(Dataset rows showing where objects appear)
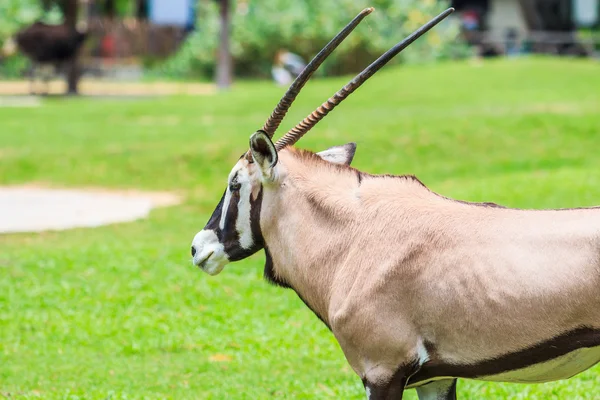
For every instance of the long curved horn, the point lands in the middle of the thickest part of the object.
(284, 104)
(307, 123)
(279, 112)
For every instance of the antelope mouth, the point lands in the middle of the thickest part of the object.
(202, 263)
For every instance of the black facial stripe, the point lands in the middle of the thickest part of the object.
(215, 218)
(229, 236)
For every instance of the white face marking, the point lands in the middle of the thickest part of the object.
(337, 154)
(242, 225)
(422, 352)
(210, 254)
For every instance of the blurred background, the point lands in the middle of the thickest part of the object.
(121, 119)
(133, 40)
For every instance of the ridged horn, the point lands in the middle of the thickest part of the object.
(286, 101)
(307, 123)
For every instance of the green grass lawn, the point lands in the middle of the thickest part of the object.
(119, 312)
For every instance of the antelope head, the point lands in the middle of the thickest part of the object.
(233, 232)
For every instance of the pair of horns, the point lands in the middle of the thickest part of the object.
(307, 123)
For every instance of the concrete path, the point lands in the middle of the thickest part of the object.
(32, 209)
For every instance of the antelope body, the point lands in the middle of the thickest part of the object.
(418, 289)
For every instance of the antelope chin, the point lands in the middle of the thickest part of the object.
(210, 255)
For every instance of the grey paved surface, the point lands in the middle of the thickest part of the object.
(30, 209)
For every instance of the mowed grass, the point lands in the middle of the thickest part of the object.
(119, 312)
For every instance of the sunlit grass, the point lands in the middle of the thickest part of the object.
(119, 312)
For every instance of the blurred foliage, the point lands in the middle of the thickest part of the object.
(14, 15)
(261, 28)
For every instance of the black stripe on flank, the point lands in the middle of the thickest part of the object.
(556, 347)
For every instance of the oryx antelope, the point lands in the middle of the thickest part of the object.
(417, 288)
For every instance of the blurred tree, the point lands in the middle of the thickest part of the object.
(224, 62)
(261, 28)
(69, 10)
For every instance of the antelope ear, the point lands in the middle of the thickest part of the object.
(263, 152)
(339, 154)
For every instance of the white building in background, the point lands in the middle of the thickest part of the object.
(171, 12)
(549, 25)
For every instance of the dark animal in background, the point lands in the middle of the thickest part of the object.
(56, 45)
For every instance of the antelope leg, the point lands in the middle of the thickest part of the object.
(438, 390)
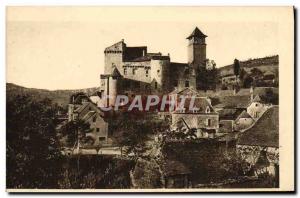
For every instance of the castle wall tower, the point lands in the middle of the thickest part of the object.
(160, 75)
(197, 49)
(113, 57)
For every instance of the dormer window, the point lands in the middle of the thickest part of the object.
(187, 83)
(207, 110)
(187, 72)
(181, 110)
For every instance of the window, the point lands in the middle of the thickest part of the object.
(187, 72)
(102, 139)
(207, 110)
(208, 122)
(175, 83)
(187, 83)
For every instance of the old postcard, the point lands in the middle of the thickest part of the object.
(149, 99)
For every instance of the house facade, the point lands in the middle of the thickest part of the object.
(134, 71)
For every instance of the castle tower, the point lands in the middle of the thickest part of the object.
(197, 49)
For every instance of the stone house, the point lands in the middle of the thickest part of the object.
(243, 121)
(133, 70)
(204, 120)
(257, 107)
(259, 144)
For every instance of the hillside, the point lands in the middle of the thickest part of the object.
(269, 63)
(61, 97)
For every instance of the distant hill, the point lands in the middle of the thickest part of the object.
(265, 64)
(61, 97)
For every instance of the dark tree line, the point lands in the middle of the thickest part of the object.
(31, 148)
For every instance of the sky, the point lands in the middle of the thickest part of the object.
(62, 47)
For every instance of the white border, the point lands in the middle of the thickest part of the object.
(104, 2)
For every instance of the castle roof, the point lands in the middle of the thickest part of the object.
(116, 73)
(257, 99)
(244, 114)
(201, 103)
(197, 33)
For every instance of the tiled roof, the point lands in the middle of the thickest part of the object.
(265, 132)
(197, 33)
(199, 102)
(173, 167)
(229, 114)
(116, 73)
(256, 99)
(89, 115)
(244, 114)
(234, 101)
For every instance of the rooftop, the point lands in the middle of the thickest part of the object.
(197, 33)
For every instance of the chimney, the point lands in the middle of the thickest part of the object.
(234, 90)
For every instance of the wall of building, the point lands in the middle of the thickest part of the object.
(256, 109)
(113, 57)
(100, 137)
(160, 74)
(137, 71)
(243, 123)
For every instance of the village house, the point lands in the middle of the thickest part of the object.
(82, 108)
(243, 121)
(134, 71)
(204, 119)
(259, 145)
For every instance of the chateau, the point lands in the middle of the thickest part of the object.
(133, 70)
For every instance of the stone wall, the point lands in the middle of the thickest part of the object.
(208, 160)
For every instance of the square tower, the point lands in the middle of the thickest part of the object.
(197, 49)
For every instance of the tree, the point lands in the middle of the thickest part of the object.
(133, 133)
(32, 151)
(236, 67)
(75, 131)
(242, 74)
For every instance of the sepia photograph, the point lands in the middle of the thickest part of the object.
(149, 99)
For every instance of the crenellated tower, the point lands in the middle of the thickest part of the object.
(197, 49)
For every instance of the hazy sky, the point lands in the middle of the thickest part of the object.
(62, 47)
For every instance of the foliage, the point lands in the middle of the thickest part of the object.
(32, 151)
(76, 129)
(236, 67)
(132, 132)
(207, 79)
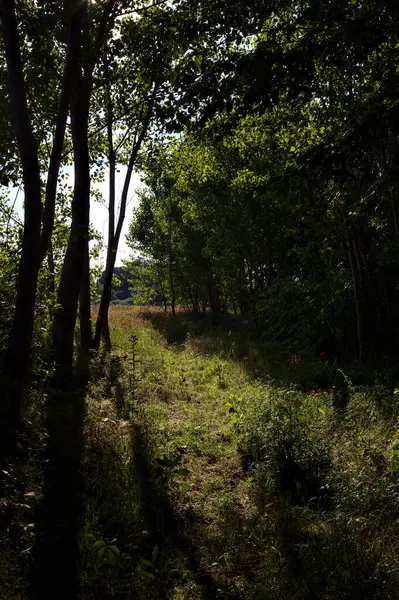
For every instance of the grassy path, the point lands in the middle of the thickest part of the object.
(167, 414)
(213, 472)
(207, 469)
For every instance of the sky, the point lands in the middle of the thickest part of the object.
(99, 212)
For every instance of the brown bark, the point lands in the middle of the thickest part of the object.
(72, 270)
(171, 282)
(34, 242)
(84, 304)
(356, 279)
(102, 318)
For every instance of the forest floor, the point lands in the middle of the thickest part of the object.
(209, 470)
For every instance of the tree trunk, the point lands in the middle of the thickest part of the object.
(84, 304)
(356, 279)
(114, 238)
(72, 270)
(171, 282)
(165, 306)
(35, 243)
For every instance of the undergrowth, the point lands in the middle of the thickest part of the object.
(215, 466)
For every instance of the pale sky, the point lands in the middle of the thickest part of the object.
(99, 212)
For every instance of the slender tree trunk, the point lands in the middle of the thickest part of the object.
(102, 317)
(171, 282)
(84, 304)
(72, 270)
(51, 268)
(356, 279)
(165, 306)
(16, 358)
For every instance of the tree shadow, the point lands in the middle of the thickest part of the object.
(54, 572)
(166, 526)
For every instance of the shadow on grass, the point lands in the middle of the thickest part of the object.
(54, 571)
(167, 528)
(236, 339)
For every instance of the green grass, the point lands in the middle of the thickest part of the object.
(212, 470)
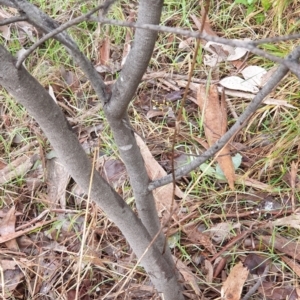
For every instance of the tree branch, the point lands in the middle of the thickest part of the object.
(116, 112)
(250, 46)
(39, 104)
(13, 20)
(240, 123)
(60, 29)
(46, 24)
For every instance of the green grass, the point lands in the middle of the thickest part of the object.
(205, 196)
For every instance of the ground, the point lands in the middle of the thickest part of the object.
(45, 216)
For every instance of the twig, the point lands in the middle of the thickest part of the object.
(60, 29)
(13, 20)
(251, 46)
(179, 117)
(239, 124)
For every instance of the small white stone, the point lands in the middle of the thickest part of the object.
(125, 148)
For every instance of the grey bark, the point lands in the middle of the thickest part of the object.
(39, 104)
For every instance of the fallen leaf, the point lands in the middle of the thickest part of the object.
(113, 170)
(214, 109)
(233, 286)
(57, 181)
(188, 275)
(223, 231)
(256, 264)
(291, 221)
(282, 245)
(292, 264)
(8, 226)
(195, 236)
(104, 52)
(273, 292)
(162, 195)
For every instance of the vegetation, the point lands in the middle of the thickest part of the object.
(67, 237)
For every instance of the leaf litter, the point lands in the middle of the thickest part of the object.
(41, 229)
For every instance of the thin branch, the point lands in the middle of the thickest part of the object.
(251, 46)
(240, 123)
(60, 29)
(46, 24)
(7, 3)
(13, 20)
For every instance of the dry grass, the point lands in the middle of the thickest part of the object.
(48, 257)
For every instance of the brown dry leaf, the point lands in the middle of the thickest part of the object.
(207, 28)
(254, 183)
(271, 292)
(11, 279)
(215, 125)
(195, 236)
(113, 170)
(104, 52)
(57, 180)
(187, 275)
(233, 286)
(13, 235)
(18, 167)
(7, 226)
(292, 264)
(5, 30)
(162, 195)
(291, 221)
(8, 264)
(256, 264)
(282, 245)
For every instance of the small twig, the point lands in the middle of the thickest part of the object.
(60, 29)
(250, 46)
(259, 282)
(13, 20)
(239, 124)
(179, 118)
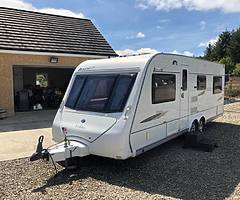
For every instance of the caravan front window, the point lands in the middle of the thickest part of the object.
(100, 93)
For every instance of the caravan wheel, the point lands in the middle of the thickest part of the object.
(201, 125)
(194, 127)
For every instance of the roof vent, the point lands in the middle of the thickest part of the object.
(175, 62)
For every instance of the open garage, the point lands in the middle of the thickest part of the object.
(38, 54)
(39, 87)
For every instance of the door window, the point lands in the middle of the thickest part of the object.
(184, 80)
(217, 84)
(163, 88)
(201, 82)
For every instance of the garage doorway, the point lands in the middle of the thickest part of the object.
(39, 88)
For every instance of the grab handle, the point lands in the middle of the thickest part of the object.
(128, 109)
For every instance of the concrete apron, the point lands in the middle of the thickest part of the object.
(21, 144)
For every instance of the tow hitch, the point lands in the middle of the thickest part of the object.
(62, 151)
(40, 152)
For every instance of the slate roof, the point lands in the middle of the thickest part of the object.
(33, 31)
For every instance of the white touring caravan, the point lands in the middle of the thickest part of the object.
(124, 106)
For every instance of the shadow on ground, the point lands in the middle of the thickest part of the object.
(28, 121)
(169, 169)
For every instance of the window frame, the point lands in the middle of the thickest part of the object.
(205, 85)
(153, 89)
(184, 80)
(106, 108)
(214, 92)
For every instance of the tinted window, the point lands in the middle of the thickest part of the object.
(184, 80)
(217, 84)
(100, 93)
(96, 93)
(163, 88)
(75, 91)
(123, 87)
(201, 82)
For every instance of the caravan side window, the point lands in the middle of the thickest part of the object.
(217, 84)
(163, 88)
(184, 80)
(201, 82)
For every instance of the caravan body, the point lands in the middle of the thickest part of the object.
(122, 107)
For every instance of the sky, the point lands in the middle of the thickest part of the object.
(140, 26)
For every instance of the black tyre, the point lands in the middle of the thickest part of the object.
(201, 125)
(194, 128)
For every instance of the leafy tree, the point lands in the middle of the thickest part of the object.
(221, 48)
(229, 64)
(234, 47)
(236, 71)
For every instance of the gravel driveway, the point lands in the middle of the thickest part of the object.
(166, 172)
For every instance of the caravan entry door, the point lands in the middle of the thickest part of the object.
(184, 90)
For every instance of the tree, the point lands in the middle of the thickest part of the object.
(234, 47)
(229, 64)
(236, 71)
(221, 47)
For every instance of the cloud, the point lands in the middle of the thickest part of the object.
(202, 25)
(199, 5)
(140, 35)
(21, 4)
(128, 52)
(211, 41)
(185, 53)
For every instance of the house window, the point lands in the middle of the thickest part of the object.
(217, 84)
(42, 79)
(201, 82)
(184, 80)
(163, 88)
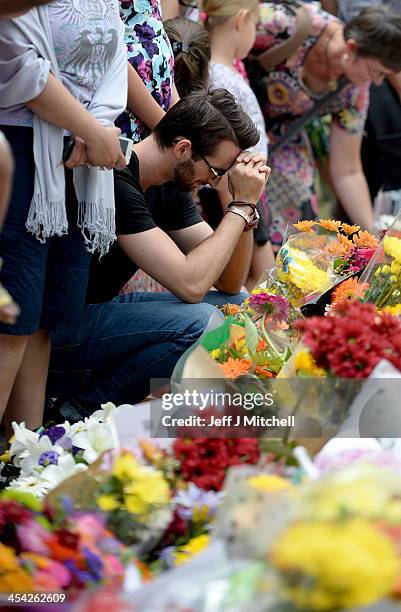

▶ **EXERCISE OBJECTIVE**: Please pick out each line above that contains the word "brown" and copy it out. Case counts.

▶ **COMPLETE RESPONSE**:
For every instance of the brown bark, the point lands in the middle of the thickest part of the object.
For every instance of the brown dry leaf, the point lands in the middle of the thickest part of the object.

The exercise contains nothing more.